Your assignment: Write out the line that contains "embankment. Write the coordinates, one line per instance." and every line after it through the end of the entries, exactly as given and with no other lines.

#### Records for processing

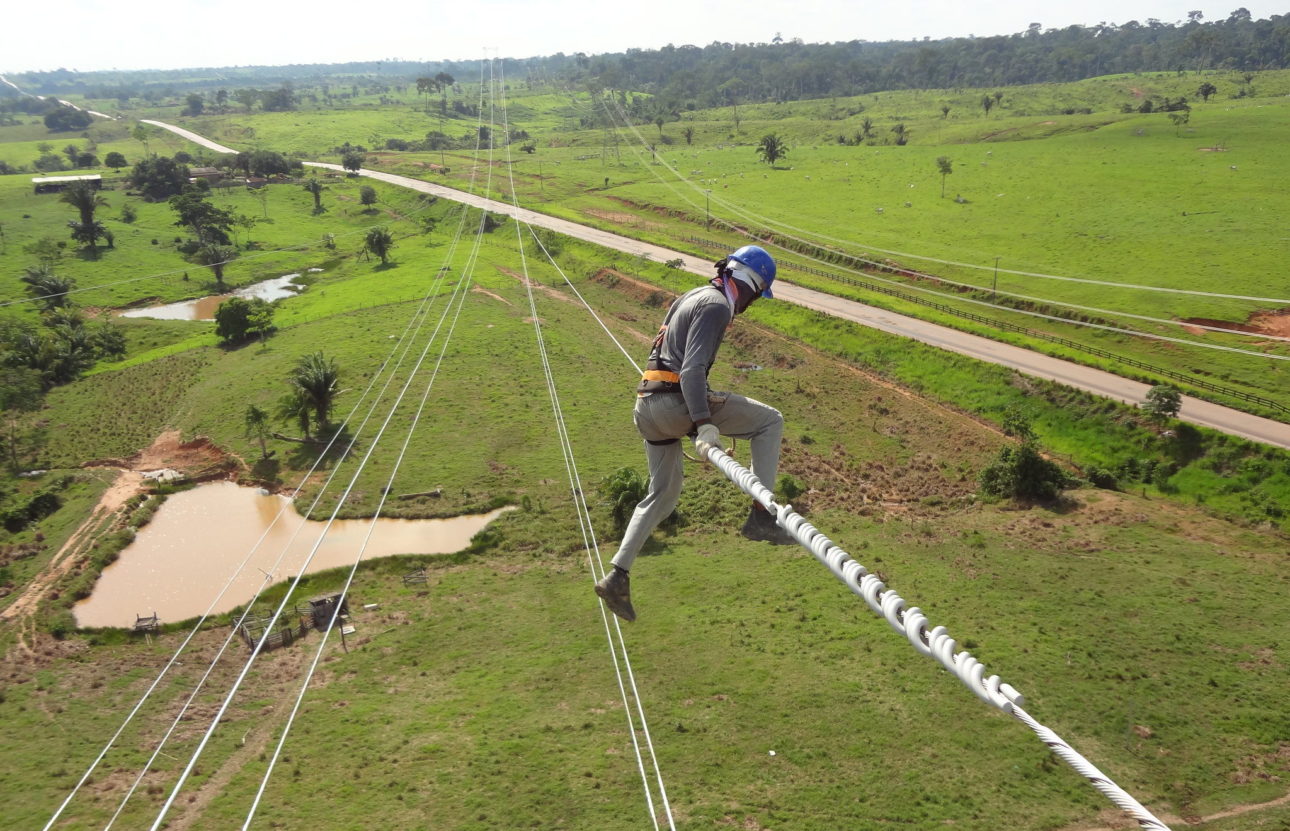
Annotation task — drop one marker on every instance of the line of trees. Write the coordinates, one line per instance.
(724, 74)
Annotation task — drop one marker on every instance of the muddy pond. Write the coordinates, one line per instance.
(181, 560)
(204, 307)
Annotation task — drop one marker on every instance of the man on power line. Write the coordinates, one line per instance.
(674, 400)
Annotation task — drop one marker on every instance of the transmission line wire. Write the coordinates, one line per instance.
(919, 288)
(404, 342)
(622, 666)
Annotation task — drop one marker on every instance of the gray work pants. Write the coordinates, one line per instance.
(663, 416)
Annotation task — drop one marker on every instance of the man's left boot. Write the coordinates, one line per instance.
(615, 591)
(761, 527)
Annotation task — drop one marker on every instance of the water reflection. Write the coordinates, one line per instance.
(181, 560)
(204, 307)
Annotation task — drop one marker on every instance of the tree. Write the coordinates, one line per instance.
(48, 289)
(21, 389)
(84, 198)
(216, 257)
(315, 189)
(63, 119)
(772, 149)
(352, 160)
(1022, 472)
(89, 234)
(208, 222)
(240, 318)
(315, 383)
(256, 421)
(379, 241)
(159, 178)
(1162, 403)
(944, 167)
(266, 163)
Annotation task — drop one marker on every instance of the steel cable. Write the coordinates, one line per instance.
(913, 626)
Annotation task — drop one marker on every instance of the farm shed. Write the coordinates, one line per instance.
(57, 183)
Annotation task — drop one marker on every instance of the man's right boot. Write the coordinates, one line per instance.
(617, 594)
(761, 527)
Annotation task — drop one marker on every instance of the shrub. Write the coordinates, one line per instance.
(1102, 478)
(622, 490)
(1022, 472)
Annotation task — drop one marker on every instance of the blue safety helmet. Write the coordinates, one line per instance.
(760, 263)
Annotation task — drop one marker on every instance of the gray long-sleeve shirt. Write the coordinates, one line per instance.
(695, 327)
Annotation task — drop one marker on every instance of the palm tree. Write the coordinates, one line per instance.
(315, 190)
(379, 241)
(47, 288)
(315, 382)
(772, 149)
(257, 427)
(89, 234)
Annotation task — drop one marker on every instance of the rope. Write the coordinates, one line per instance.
(459, 294)
(590, 543)
(912, 625)
(404, 342)
(240, 567)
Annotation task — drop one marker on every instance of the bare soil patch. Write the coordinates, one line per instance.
(196, 460)
(1273, 323)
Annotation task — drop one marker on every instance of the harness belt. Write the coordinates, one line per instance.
(657, 377)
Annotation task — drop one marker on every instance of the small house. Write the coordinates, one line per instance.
(210, 174)
(323, 609)
(58, 183)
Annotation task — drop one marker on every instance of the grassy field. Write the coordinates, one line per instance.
(1143, 625)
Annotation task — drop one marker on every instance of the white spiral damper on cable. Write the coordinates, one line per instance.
(910, 622)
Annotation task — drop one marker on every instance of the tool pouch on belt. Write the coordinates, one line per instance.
(657, 377)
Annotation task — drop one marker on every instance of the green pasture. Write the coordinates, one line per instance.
(145, 265)
(1142, 625)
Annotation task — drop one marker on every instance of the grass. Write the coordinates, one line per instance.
(484, 700)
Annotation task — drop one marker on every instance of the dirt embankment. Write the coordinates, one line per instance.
(192, 461)
(1271, 323)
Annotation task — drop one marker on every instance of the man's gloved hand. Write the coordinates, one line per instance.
(708, 434)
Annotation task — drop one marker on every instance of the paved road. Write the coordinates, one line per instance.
(192, 137)
(1195, 410)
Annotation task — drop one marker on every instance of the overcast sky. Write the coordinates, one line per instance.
(176, 34)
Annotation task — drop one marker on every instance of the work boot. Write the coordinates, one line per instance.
(614, 590)
(761, 527)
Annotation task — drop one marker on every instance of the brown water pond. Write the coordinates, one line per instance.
(181, 560)
(204, 307)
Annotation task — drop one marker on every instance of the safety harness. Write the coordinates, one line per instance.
(658, 377)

########

Response to this exercise:
Annotation task — drop one marker on every instance of the dirt embankment. Write the coordinates, one line per instance.
(192, 461)
(1271, 323)
Annotation task — drop one marker on every instance of the man's gloved hand. Write the coordinates, one line per instance.
(708, 434)
Annotation task — drop one marker on every instance of the paved road. Write the coordinates, one line per instance.
(192, 137)
(1195, 410)
Annotation task — drop one marker on every instance of the overcast sky. Write the coordinates, one line per instance.
(176, 34)
Annotation task — drop one marker on every instance of the work boot. Write the coordinates, one line per instance.
(614, 590)
(761, 527)
Annotation task — drop one marker on every instance of the brown water pond. Write the coordinates, one line per instance.
(181, 560)
(204, 307)
Annotation task — drop one marker on every instance of the safety harness. Write the coordinates, one line per instance.
(658, 377)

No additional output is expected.